── DATA SECTION

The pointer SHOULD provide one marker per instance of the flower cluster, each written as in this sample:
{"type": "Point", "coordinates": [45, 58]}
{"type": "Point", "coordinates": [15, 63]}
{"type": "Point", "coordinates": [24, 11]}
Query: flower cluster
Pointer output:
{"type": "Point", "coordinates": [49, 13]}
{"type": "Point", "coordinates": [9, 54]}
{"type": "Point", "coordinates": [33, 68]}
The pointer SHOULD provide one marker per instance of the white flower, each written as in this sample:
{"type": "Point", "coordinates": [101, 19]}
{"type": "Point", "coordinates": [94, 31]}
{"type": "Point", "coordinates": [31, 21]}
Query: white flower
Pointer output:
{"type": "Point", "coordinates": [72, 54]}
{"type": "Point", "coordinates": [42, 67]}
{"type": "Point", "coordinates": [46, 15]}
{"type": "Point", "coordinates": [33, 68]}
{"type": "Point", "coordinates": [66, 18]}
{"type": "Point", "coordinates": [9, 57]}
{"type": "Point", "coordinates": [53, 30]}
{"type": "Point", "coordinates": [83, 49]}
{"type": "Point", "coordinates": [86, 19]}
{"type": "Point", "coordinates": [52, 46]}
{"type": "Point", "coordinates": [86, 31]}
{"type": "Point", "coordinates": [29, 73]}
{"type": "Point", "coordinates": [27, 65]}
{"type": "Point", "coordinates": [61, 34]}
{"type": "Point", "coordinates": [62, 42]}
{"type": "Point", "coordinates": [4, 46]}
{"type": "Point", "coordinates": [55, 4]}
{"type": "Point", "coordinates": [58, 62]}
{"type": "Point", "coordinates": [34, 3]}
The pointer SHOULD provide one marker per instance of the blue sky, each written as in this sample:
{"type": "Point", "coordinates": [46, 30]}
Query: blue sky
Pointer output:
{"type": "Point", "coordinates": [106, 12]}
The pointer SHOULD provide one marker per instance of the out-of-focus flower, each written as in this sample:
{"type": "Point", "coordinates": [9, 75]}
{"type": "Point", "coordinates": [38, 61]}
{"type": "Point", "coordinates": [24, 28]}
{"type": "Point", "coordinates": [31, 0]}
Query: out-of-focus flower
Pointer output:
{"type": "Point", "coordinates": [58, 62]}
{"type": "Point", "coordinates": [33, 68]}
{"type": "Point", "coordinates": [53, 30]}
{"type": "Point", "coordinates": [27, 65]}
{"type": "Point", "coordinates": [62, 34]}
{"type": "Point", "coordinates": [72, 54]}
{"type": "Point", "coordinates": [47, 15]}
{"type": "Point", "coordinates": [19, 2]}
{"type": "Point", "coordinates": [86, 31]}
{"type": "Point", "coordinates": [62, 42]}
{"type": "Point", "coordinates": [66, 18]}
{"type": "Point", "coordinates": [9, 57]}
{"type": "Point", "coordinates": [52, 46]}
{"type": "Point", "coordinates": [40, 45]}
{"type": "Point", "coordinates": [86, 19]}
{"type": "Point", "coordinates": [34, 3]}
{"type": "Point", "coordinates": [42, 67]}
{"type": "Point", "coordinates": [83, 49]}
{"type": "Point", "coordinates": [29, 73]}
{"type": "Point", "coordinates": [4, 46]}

────

# TASK GOAL
Set down the entries above once more, verbatim.

# RESPONSE AREA
The pointer SHOULD provide one marker per instance of the flower cluster, each written as in this sample:
{"type": "Point", "coordinates": [45, 58]}
{"type": "Point", "coordinates": [15, 63]}
{"type": "Point", "coordinates": [24, 11]}
Query: flower cluster
Pointer output:
{"type": "Point", "coordinates": [49, 13]}
{"type": "Point", "coordinates": [9, 54]}
{"type": "Point", "coordinates": [33, 68]}
The pointer SHOULD provide one marker per instance of the white flower, each written as in this sample:
{"type": "Point", "coordinates": [101, 19]}
{"type": "Point", "coordinates": [94, 31]}
{"type": "Point", "coordinates": [31, 21]}
Query: white flower
Pointer output:
{"type": "Point", "coordinates": [72, 54]}
{"type": "Point", "coordinates": [42, 67]}
{"type": "Point", "coordinates": [46, 15]}
{"type": "Point", "coordinates": [33, 68]}
{"type": "Point", "coordinates": [66, 18]}
{"type": "Point", "coordinates": [9, 57]}
{"type": "Point", "coordinates": [53, 30]}
{"type": "Point", "coordinates": [83, 49]}
{"type": "Point", "coordinates": [86, 19]}
{"type": "Point", "coordinates": [52, 46]}
{"type": "Point", "coordinates": [86, 31]}
{"type": "Point", "coordinates": [29, 73]}
{"type": "Point", "coordinates": [27, 65]}
{"type": "Point", "coordinates": [61, 34]}
{"type": "Point", "coordinates": [62, 42]}
{"type": "Point", "coordinates": [4, 46]}
{"type": "Point", "coordinates": [55, 4]}
{"type": "Point", "coordinates": [58, 62]}
{"type": "Point", "coordinates": [34, 3]}
The pointer SHOULD provide one marker per instance of the blue sky, each written as in this sample:
{"type": "Point", "coordinates": [46, 30]}
Query: blue sky
Pointer output:
{"type": "Point", "coordinates": [106, 12]}
The pointer SHOULD provide one marker per instance of the out-of-focus flower, each written as in this sample:
{"type": "Point", "coordinates": [9, 75]}
{"type": "Point", "coordinates": [38, 61]}
{"type": "Point", "coordinates": [24, 28]}
{"type": "Point", "coordinates": [31, 0]}
Query: out-of-focus flower
Pointer output:
{"type": "Point", "coordinates": [58, 62]}
{"type": "Point", "coordinates": [33, 68]}
{"type": "Point", "coordinates": [53, 30]}
{"type": "Point", "coordinates": [27, 65]}
{"type": "Point", "coordinates": [62, 34]}
{"type": "Point", "coordinates": [72, 54]}
{"type": "Point", "coordinates": [47, 15]}
{"type": "Point", "coordinates": [19, 2]}
{"type": "Point", "coordinates": [86, 31]}
{"type": "Point", "coordinates": [62, 42]}
{"type": "Point", "coordinates": [66, 18]}
{"type": "Point", "coordinates": [9, 57]}
{"type": "Point", "coordinates": [52, 46]}
{"type": "Point", "coordinates": [40, 45]}
{"type": "Point", "coordinates": [86, 19]}
{"type": "Point", "coordinates": [34, 3]}
{"type": "Point", "coordinates": [42, 67]}
{"type": "Point", "coordinates": [83, 49]}
{"type": "Point", "coordinates": [29, 73]}
{"type": "Point", "coordinates": [4, 46]}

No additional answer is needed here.